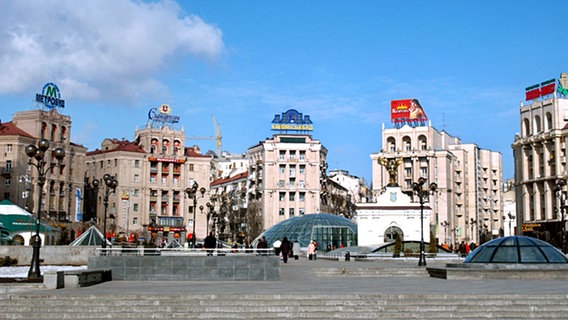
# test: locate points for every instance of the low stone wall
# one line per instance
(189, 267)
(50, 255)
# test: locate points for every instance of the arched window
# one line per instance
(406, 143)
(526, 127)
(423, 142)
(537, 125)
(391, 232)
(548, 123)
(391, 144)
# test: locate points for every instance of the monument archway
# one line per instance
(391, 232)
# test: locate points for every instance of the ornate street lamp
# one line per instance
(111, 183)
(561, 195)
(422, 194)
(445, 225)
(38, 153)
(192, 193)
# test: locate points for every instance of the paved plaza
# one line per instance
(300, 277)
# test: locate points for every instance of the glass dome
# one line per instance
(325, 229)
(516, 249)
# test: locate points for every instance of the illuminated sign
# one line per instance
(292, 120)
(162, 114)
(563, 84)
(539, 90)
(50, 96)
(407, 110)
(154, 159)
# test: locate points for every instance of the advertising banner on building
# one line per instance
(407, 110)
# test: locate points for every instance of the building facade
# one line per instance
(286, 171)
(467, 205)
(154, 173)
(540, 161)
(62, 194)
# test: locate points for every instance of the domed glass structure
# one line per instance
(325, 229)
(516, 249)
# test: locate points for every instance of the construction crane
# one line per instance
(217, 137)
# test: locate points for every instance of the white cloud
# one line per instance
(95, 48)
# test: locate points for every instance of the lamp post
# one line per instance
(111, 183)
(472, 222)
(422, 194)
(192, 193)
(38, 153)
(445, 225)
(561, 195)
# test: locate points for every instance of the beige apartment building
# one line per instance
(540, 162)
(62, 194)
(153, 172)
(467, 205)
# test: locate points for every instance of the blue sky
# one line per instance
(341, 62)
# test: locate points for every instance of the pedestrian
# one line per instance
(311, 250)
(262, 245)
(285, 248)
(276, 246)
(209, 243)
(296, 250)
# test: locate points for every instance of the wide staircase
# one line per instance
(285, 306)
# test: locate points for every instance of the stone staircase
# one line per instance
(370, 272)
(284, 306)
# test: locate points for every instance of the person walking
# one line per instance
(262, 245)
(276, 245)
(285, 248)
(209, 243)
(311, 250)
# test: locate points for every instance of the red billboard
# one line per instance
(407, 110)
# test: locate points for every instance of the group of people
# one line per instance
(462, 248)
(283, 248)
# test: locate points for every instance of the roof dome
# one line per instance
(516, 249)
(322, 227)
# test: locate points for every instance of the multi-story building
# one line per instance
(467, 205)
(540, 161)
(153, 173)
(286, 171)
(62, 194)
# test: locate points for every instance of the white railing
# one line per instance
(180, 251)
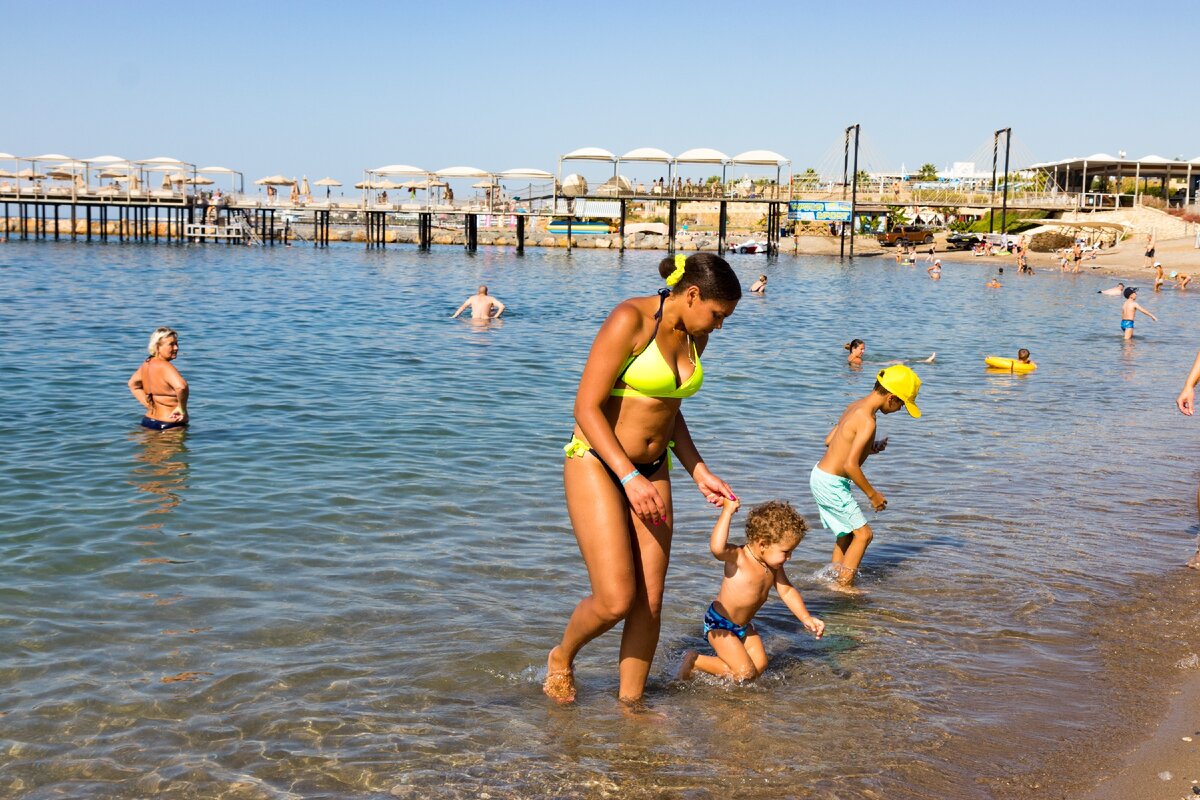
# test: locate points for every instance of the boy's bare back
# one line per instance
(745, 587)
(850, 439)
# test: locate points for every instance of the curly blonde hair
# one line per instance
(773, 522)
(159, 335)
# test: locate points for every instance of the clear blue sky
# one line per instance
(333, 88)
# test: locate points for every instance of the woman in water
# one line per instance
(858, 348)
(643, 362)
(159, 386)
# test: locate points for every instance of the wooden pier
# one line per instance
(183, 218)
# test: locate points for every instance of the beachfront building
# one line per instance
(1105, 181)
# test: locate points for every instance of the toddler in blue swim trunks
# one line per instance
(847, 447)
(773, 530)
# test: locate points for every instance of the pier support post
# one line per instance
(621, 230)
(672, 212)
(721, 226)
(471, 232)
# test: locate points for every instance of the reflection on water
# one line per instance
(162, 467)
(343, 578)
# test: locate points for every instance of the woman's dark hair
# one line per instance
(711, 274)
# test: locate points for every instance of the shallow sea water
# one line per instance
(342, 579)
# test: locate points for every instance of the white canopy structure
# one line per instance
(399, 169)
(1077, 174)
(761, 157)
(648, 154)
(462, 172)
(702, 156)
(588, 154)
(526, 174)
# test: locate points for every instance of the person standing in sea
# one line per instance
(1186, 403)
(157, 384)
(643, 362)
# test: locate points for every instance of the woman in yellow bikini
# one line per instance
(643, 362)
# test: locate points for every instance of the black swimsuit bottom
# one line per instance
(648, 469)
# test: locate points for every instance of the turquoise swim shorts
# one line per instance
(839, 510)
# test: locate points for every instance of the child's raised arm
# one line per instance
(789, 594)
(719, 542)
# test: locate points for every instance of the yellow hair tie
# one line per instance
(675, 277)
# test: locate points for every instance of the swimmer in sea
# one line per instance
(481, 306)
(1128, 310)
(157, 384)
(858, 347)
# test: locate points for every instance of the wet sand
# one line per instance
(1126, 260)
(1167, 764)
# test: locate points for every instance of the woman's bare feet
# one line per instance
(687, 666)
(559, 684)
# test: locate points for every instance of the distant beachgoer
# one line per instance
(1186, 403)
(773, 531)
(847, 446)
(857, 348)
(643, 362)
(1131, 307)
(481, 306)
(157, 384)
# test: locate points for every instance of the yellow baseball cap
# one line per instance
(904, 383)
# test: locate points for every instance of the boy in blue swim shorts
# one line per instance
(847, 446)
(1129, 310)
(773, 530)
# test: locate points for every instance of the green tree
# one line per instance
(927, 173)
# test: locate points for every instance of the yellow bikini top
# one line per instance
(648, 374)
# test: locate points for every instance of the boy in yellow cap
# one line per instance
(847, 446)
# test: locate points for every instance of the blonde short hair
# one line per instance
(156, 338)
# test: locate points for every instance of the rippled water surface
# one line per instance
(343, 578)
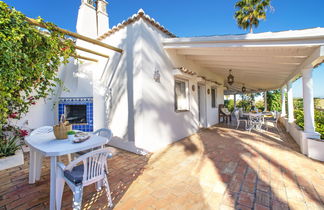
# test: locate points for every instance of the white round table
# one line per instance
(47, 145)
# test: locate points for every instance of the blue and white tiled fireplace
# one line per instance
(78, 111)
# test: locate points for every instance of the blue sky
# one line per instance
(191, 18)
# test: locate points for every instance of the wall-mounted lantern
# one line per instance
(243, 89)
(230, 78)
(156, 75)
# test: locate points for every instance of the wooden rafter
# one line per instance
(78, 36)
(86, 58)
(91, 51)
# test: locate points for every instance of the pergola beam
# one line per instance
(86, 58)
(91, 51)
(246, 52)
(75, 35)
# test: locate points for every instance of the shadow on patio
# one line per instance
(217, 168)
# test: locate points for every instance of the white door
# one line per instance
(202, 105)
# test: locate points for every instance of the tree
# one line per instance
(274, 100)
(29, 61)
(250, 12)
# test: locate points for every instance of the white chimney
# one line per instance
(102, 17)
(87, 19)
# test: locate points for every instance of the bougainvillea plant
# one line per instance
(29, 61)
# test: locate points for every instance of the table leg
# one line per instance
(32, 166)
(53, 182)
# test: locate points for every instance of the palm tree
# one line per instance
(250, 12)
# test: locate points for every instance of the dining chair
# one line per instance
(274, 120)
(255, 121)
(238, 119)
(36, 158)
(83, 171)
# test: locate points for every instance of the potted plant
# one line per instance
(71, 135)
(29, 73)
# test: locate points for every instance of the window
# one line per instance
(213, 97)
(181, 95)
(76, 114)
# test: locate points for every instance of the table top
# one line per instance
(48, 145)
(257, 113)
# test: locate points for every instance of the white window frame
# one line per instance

· · · ·

_EXERCISE REQUIREMENTS_.
Return the records exactly. Don't carry the pictures over.

_EXERCISE SOLUTION_.
# test: locate points for every instance of the low stone wall
# one line per instance
(189, 267)
(50, 255)
# test: locate points for every instance of the arched window
# one line per instance
(406, 143)
(526, 127)
(423, 142)
(537, 125)
(391, 232)
(548, 123)
(391, 144)
# test: locate points for every instance of the monument archway
# one line per instance
(391, 232)
# test: locate points for every instance of the ornate street lamp
# one line per instance
(111, 183)
(561, 195)
(422, 194)
(445, 225)
(38, 153)
(192, 193)
# test: locate points for every instance of the paved plaza
# one line per instance
(300, 277)
# test: locate points for every instance of the glass dome
# one line per instance
(325, 229)
(516, 249)
# test: locate points for every instance of the illuminated sign
# one line per instance
(292, 120)
(162, 114)
(563, 84)
(539, 90)
(50, 96)
(407, 110)
(154, 159)
# test: locate points for every instance of the advertising banner on building
# one line per instance
(407, 110)
# test: locate points for every instance of the building facade
# one line per instance
(286, 171)
(467, 205)
(154, 173)
(540, 161)
(62, 194)
# test: locate points for every instance of the domed glass structure
# one line per instance
(325, 229)
(516, 249)
# test: locate points for every instance of the construction crane
# one line per instance
(217, 137)
# test: locate points for every instance of the white cloud
# one line per instance
(95, 48)
# test: locate points for every instance of the lamp post
# one line per instance
(111, 183)
(472, 222)
(422, 194)
(192, 193)
(38, 153)
(445, 225)
(561, 195)
# test: locate points for every instance of the beige apartment building
# one line per instance
(540, 162)
(62, 194)
(153, 172)
(467, 205)
# test: locate points for every instance of the blue sky
# one line per instance
(341, 62)
# test: locate points for every instance of the pedestrian
# one line per instance
(311, 250)
(262, 245)
(285, 248)
(276, 246)
(209, 243)
(296, 250)
# test: locate points for every instance of the wide staircase
# one line per instance
(285, 306)
# test: locate points for every instance of the stone staircase
# one line per instance
(370, 272)
(284, 306)
# test: locate points for every instance of the person walking
# one line per instance
(262, 245)
(276, 245)
(285, 248)
(209, 243)
(311, 250)
# test: locate points for every instance of the red billboard
# one line per instance
(407, 110)
# test: locate points for every instance of the group of people
# one line per instance
(462, 248)
(283, 248)
# test: locate points for every instance of the roof dome
# one line per instance
(516, 249)
(322, 227)
# test: locate points for every instance of the multi-story building
# one line per instance
(467, 205)
(540, 161)
(153, 173)
(286, 171)
(62, 194)
# test: locate points for every instance of the white railing
# one line per instance
(180, 251)
# test: locate points for every instance of the boy's bare back
# one line per instance
(745, 587)
(850, 439)
# test: locate points for every instance of the curly blonde hair
# one line per instance
(773, 522)
(159, 335)
# test: locate points for every instance of the clear blue sky
# one line per instance
(333, 88)
# test: locate points for every instance of the woman in water
# one line per instance
(858, 348)
(643, 362)
(159, 386)
# test: locate points for every instance of the wooden pier
# one line per instance
(183, 218)
# test: locate points for every instance of the beachfront building
# one line per instance
(1105, 181)
# test: locate points for every instance of the toddler in blue swim trunks
# one line per instance
(847, 447)
(773, 530)
# test: locate points for every instance of the pier support post
# one line per instance
(621, 230)
(672, 212)
(721, 226)
(471, 232)
# test: locate points for every instance of the reflection on water
# one line per instance
(162, 467)
(343, 578)
# test: locate points for every instance of the woman's dark hair
# one line per instance
(711, 274)
# test: locate points for every instance of the shallow sea water
# one line per instance
(342, 579)
# test: locate points for every instance of the white canopy structure
# one line per instance
(399, 169)
(1077, 174)
(761, 157)
(648, 154)
(462, 172)
(702, 156)
(588, 154)
(526, 174)
# test: locate points for every instance of the person standing in sea
# one line per instance
(1186, 403)
(157, 384)
(643, 362)
# test: locate points for every instance of the woman in yellow bikini
# one line per instance
(643, 362)
# test: locate points for every instance of the black swimsuit bottom
# one line per instance
(648, 469)
# test: locate points for every instance of the turquoise swim shorts
# one line per instance
(839, 510)
# test: locate points for every instance of the child's raised arm
# one line per instance
(789, 594)
(719, 542)
# test: locate points for every instance of the yellow hair tie
# one line per instance
(675, 277)
# test: locate points for every instance of the swimmer in sea
# one line per instance
(481, 306)
(1128, 310)
(157, 384)
(858, 347)
# test: locate points for every instance of the wet sand
# one line per instance
(1126, 260)
(1167, 764)
# test: locate points for every instance of the woman's bare feet
# one line per instance
(687, 666)
(559, 684)
# test: locate points for every instance of the distant beachgoer
# one line per instance
(1186, 403)
(773, 531)
(847, 446)
(857, 348)
(643, 362)
(1131, 307)
(481, 306)
(157, 384)
# test: locate points for every instance of the yellow baseball cap
# one line per instance
(904, 383)
# test: locate points for every instance of the boy in blue swim shorts
# one line per instance
(847, 446)
(1129, 310)
(773, 530)
# test: locate points for every instance of the green tree
# one line per instance
(927, 173)
# test: locate points for every instance of the yellow bikini top
# one line per instance
(648, 374)
# test: locate points for every instance of the boy in yellow cap
# one line per instance
(847, 446)
# test: locate points for every instance of the blonde short hair
# one line per instance
(156, 338)
# test: locate points for every instance of the rippled water surface
# one line per instance
(343, 578)
# test: locate points for every instance of the white round table
# one line per instance
(47, 145)
# test: locate points for every instance of the blue and white tiled fireplace
# one line per instance
(78, 111)
# test: locate points for every instance of the blue sky
# one line per instance
(191, 18)
# test: locate points for every instance of the wall-mounted lantern
# one line per instance
(243, 89)
(230, 78)
(156, 75)
# test: locate points for every instance of the wooden rafter
# one line per instance
(78, 36)
(86, 58)
(91, 51)
# test: locate points for every instance of the pergola beam
# one line per instance
(86, 58)
(91, 51)
(246, 52)
(75, 35)
# test: locate points for every instance of the shadow on patio
# one line per instance
(217, 168)
# test: locate points for every instance of the white door
# one line per instance
(202, 105)
# test: locate points for every instance of the tree
# one line per instance
(274, 100)
(29, 61)
(250, 12)
# test: locate points for every instance of the white chimney
# one line per instance
(102, 17)
(87, 19)
# test: locate points for every instance of the bougainvillea plant
# one line per instance
(29, 61)
# test: locate points for every instance of the table leg
# one line per instance
(32, 166)
(53, 182)
# test: locate points for every instance of the palm tree
# one line per instance
(250, 12)
# test: locate points for every instance of the dining chair
# one line per instance
(274, 120)
(255, 121)
(238, 119)
(36, 158)
(83, 171)
# test: locate points for every instance of the potted plant
# one line per instance
(71, 135)
(29, 73)
# test: locate points for every instance of the window
# one line per instance
(213, 97)
(181, 95)
(76, 114)
# test: locate points for every instance of the table top
# one line per instance
(48, 145)
(257, 113)
# test: locate points for every instance of the white window frame
# one line per instance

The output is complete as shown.